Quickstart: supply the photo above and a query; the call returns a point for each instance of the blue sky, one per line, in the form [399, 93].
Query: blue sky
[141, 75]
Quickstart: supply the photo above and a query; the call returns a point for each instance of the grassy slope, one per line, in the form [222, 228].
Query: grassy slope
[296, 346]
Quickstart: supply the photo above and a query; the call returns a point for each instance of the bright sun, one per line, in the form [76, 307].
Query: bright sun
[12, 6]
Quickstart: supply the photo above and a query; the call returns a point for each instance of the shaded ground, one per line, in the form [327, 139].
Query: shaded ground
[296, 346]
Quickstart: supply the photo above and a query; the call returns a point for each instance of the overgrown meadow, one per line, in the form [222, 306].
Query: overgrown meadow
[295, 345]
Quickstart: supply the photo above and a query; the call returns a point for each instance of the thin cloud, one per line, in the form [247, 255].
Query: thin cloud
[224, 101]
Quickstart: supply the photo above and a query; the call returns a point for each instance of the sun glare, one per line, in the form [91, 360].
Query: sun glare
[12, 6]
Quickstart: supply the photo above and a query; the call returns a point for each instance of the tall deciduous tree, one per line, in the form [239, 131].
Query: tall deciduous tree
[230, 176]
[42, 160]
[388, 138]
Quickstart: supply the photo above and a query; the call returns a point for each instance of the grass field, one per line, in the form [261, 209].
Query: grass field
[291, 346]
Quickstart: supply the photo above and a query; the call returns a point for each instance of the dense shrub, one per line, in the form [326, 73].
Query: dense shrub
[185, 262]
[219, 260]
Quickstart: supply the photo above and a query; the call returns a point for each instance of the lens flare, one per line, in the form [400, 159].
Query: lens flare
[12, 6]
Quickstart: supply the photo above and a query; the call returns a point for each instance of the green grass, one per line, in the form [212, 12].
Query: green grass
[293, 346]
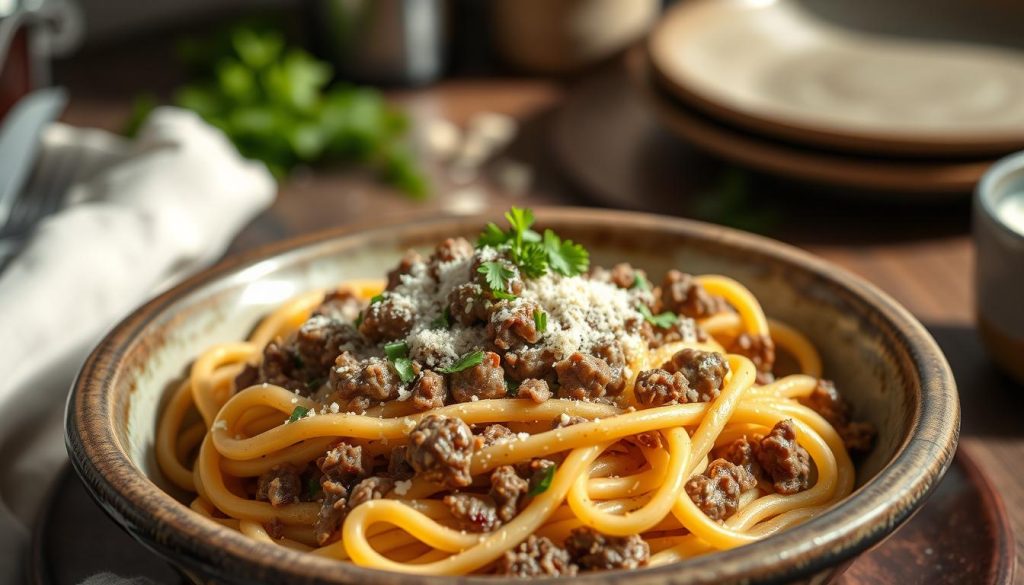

============================================================

Output every line above exactly as it stands, and drop any picture.

Quickstart: supply the photo above and a query; the call returns a point for each instance of the blue sky, one per line, in the form [399, 93].
Query: blue sky
[141, 75]
Quickstart: supply the photo above and a query; the call returns a point for each instance of the grassy slope, one per line, in the form [222, 228].
Query: grassy slope
[296, 346]
Quickstart: supply the photo above and a query; the call returns a point for each instance of the bright sun, one per line, in the form [76, 307].
Query: bright sun
[12, 6]
Quickstart: supply the photo above and a query; the call returns a point for each instance of the shaded ground, one per line, in the form [327, 139].
Query: shaded ground
[296, 346]
Quickstart: supply the photo above and a query; the call returns a point for each instance of the overgrown meadow, one per line, in the form [222, 306].
Query: overgrown meadow
[295, 345]
Quickstart: supply the photo above and a query; the call returns a point for each instance of the thin cloud, one per line, in the form [247, 255].
Query: thin cloud
[224, 101]
Quickstart: supply the photo above and a query; the call returns a point for each instance of the sun glare, one per line, in the form [91, 360].
Query: sun glare
[12, 6]
Quickstart: supply the photo above and a query; the call returns a point for each instance of the tall deciduous tree, one per line, in the form [239, 131].
Query: tall deciduous tree
[230, 176]
[42, 160]
[388, 138]
Quickstart: supply the photo above and a query; the call returns a point for each instance of the grass field, one per line, in the form [261, 209].
Query: grass field
[291, 346]
Quickstart: supply the photo above and a query; the call returns a point for each instance of the dense shrub, one per line, in the form [326, 73].
Query: dense shrub
[185, 262]
[219, 260]
Quickstart: supply the photo above and a query; the call returns a point for each instance of the lens flare, one per line, in the form [400, 159].
Query: lens flare
[12, 6]
Quickstart: supply the photo above and a query; the call returns a point for each instance of the green grass, one per line, in the form [212, 12].
Query: green grass
[293, 346]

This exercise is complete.